[Start of Attachment]
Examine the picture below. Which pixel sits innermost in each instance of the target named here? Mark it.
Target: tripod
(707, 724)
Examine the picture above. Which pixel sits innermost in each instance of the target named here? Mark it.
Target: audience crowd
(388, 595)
[End of Attachment]
WHAT IS REQUIRED:
What you return must be the lines from the line holding "Target: tripod" through the final line of the material, word for word, and nothing more.

RESPONSE TO THIS EXERCISE:
Target: tripod
(707, 724)
Examine the picture above. Which pixel sits innermost in each instance of the target named here? Mark it.
Target: audience crowd
(388, 595)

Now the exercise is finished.